# Input data:
*** Begin section ***
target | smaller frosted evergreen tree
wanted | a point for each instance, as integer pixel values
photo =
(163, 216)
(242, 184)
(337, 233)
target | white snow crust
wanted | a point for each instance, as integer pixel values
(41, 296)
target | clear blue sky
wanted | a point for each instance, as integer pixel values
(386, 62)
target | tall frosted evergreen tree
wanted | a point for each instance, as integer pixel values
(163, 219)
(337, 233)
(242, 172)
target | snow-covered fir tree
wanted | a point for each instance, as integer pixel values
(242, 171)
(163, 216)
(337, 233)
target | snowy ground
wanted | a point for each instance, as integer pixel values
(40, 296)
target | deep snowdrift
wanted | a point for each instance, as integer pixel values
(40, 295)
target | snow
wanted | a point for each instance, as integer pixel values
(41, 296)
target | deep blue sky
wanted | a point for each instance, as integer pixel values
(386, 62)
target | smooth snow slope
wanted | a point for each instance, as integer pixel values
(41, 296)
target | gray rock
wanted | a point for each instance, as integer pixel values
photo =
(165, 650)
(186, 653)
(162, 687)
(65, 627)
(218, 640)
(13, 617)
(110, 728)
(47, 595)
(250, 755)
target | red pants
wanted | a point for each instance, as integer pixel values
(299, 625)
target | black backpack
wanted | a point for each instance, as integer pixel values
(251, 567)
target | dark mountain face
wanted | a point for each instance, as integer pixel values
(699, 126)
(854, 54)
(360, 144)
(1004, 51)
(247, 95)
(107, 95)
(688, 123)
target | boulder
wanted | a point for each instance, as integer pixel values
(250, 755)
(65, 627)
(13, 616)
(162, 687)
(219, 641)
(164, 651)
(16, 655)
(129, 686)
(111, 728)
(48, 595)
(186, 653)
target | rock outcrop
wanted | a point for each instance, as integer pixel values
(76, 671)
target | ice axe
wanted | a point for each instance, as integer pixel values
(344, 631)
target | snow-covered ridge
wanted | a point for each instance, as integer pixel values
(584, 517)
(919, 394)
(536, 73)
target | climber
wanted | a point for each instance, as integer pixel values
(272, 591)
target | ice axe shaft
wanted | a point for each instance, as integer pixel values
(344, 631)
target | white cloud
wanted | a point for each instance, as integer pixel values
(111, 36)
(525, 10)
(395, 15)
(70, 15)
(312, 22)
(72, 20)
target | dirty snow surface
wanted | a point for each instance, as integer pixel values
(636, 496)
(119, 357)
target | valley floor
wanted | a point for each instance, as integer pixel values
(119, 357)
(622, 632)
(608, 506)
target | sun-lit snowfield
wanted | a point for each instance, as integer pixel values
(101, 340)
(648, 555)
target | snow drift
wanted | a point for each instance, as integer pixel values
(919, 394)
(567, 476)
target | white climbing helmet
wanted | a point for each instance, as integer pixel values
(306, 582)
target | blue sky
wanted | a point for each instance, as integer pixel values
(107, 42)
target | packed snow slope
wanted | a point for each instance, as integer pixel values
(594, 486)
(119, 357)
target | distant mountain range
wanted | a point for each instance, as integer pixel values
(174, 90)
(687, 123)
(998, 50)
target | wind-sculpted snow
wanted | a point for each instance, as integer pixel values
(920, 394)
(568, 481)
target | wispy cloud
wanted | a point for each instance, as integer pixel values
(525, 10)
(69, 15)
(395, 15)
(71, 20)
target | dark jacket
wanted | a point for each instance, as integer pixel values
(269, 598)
*** End section ***
# Problem:
Write out the listing's lines exactly, from its first line through the line that contains "target | tall frosted evergreen tree", and stop there.

# Completed exercise:
target | smaller frosted evergreen tree
wanted | a point for each instance, as integer pixel values
photo =
(163, 216)
(242, 184)
(337, 233)
target | white snow crust
wanted | a point for each instance, as integer pixel values
(41, 296)
target | clear blue sky
wanted | a point for each instance, as integer pixel values
(386, 62)
target | tall frosted evergreen tree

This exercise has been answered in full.